Saved entries
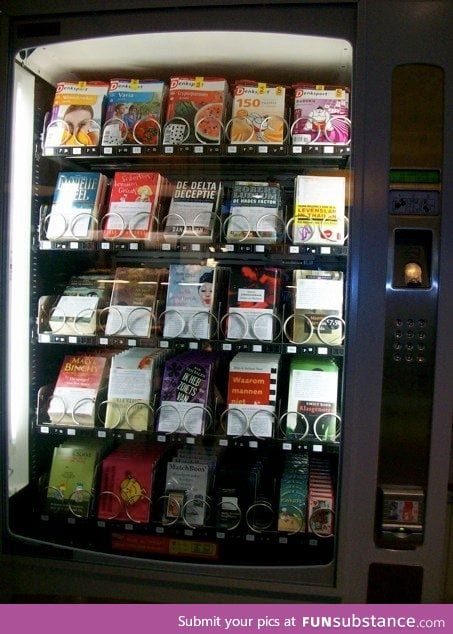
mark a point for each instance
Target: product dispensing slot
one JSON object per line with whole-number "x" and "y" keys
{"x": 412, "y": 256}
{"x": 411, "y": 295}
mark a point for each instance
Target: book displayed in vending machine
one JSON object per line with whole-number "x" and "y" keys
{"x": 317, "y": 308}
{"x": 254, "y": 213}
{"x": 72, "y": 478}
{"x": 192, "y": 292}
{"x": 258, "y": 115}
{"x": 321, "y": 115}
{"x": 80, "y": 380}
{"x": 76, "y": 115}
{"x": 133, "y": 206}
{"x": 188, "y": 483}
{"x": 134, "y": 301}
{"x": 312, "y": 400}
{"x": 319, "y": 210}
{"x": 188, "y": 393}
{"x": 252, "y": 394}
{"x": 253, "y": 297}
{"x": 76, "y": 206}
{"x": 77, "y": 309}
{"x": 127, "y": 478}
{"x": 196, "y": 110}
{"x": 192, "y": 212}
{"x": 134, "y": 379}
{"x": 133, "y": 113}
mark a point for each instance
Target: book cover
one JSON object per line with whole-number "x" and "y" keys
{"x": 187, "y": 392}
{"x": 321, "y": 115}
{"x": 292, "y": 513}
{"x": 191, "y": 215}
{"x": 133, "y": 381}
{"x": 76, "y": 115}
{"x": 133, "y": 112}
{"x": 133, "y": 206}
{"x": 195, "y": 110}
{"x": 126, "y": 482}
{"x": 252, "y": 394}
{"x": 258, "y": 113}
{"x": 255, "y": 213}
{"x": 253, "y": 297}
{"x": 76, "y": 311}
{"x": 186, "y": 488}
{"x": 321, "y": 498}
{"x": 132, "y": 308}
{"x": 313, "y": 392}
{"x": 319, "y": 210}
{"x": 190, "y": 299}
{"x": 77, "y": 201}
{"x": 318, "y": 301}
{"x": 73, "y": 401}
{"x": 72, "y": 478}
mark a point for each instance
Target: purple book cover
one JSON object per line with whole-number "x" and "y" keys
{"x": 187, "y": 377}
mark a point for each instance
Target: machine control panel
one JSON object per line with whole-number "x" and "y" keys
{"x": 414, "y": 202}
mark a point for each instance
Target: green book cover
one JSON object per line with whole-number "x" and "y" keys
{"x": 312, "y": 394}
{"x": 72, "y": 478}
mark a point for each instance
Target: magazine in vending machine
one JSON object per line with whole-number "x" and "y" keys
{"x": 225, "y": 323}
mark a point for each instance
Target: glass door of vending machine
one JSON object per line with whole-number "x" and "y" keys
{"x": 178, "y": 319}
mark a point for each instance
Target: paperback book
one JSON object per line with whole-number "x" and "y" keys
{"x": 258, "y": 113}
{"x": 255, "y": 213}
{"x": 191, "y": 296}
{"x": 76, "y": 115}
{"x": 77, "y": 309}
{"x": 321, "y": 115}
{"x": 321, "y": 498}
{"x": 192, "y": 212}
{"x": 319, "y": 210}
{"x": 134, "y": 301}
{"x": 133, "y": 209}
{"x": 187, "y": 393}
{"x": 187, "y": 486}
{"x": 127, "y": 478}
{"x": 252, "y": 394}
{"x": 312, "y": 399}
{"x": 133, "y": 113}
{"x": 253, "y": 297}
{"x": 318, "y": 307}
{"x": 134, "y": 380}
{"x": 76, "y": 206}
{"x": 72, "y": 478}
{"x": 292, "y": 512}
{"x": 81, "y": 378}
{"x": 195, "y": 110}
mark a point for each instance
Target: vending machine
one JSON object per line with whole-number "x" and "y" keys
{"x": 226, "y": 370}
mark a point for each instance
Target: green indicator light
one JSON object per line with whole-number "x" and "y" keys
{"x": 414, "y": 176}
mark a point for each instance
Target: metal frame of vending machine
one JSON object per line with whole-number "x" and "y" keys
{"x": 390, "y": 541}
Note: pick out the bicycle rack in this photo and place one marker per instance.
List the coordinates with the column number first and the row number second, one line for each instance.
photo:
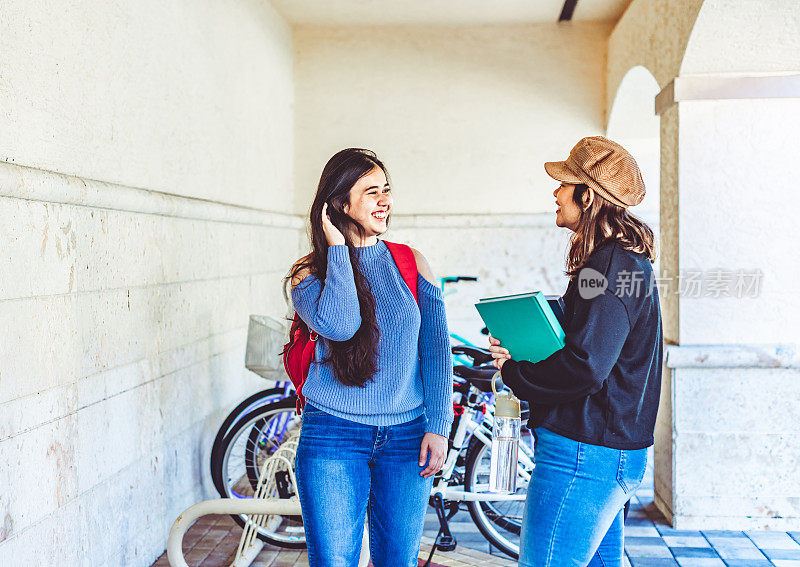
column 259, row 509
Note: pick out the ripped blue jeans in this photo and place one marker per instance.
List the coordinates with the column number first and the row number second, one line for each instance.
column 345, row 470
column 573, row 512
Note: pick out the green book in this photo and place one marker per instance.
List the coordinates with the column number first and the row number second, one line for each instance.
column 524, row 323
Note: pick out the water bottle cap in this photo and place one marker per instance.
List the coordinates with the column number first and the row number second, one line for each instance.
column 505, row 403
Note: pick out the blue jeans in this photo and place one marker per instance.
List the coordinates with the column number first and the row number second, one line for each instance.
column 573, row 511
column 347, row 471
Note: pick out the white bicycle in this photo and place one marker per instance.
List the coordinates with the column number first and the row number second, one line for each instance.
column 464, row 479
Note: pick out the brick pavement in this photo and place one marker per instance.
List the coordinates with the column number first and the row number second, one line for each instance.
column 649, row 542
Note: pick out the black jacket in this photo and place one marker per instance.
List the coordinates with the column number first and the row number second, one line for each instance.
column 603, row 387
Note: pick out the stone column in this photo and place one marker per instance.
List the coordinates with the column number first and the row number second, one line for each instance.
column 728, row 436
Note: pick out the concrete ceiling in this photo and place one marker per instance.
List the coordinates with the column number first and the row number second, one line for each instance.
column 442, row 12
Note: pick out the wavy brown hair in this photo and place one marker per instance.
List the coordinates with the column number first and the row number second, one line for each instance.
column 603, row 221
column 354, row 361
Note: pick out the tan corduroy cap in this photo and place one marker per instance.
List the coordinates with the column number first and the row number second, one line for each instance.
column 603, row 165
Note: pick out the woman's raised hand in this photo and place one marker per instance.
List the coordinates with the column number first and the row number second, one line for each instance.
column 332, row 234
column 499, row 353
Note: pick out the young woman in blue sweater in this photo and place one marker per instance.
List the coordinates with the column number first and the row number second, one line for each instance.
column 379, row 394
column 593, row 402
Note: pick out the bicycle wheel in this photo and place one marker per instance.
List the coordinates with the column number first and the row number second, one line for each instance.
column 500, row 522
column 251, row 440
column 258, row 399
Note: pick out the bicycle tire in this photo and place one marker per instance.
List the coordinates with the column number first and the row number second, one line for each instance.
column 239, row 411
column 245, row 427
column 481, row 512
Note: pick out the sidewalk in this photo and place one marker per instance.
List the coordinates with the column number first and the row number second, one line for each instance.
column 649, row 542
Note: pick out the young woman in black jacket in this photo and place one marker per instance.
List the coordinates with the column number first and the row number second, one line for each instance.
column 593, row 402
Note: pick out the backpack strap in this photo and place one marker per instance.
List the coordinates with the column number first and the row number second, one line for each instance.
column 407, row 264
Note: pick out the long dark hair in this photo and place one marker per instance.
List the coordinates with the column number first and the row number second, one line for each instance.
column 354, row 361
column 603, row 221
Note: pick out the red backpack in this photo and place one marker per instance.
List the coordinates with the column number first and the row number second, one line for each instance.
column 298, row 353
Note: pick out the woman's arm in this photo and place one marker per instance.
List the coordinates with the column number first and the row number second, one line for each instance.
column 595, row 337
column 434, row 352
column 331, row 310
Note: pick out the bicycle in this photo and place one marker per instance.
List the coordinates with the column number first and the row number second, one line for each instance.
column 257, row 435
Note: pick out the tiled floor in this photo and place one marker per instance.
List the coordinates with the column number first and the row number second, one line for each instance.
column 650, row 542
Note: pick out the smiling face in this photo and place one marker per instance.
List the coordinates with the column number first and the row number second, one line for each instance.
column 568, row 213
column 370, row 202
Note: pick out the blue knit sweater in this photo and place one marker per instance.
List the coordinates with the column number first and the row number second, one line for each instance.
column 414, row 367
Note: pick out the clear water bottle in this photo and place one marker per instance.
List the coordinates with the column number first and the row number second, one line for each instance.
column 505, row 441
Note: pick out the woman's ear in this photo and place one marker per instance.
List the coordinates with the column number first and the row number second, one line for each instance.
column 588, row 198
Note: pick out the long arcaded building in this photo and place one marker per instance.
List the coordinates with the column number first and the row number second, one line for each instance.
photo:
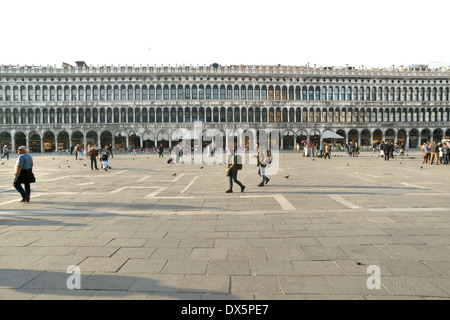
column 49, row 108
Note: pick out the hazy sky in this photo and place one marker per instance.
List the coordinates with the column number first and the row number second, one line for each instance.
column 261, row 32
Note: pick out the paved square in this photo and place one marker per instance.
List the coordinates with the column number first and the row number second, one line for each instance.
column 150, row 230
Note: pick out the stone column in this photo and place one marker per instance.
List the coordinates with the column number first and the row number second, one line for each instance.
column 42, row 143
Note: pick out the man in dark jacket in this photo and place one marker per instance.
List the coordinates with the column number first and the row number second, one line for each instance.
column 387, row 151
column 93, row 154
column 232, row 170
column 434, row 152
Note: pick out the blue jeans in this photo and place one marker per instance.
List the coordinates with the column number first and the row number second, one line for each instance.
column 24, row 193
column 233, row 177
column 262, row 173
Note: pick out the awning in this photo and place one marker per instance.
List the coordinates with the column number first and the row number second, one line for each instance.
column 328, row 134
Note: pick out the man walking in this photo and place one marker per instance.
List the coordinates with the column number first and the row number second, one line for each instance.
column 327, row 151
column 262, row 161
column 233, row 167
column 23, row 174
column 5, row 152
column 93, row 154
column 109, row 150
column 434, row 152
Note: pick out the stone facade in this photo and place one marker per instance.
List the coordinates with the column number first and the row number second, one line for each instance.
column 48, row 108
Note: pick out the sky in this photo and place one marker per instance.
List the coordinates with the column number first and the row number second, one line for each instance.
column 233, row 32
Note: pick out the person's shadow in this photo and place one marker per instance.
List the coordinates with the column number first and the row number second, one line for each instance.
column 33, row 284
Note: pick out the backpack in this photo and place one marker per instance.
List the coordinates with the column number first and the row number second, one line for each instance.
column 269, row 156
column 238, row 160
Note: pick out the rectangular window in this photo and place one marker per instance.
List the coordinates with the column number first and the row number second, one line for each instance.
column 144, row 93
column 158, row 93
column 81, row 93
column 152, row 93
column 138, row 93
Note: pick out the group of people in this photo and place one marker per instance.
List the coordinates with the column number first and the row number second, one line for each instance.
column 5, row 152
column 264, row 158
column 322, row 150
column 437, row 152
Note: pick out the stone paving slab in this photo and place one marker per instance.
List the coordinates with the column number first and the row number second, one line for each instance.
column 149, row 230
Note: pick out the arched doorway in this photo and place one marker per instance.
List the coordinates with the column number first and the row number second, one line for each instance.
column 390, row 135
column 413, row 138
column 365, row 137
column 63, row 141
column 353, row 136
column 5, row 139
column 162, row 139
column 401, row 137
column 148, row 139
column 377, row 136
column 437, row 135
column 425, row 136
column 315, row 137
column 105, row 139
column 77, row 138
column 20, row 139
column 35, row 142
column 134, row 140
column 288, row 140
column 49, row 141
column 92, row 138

## Activity:
Select every line in the records above that contains the word "green".

## Task output:
Target: green book cover
Target: green indicator light
Note: pick out the green book in this photo and place one marker per instance.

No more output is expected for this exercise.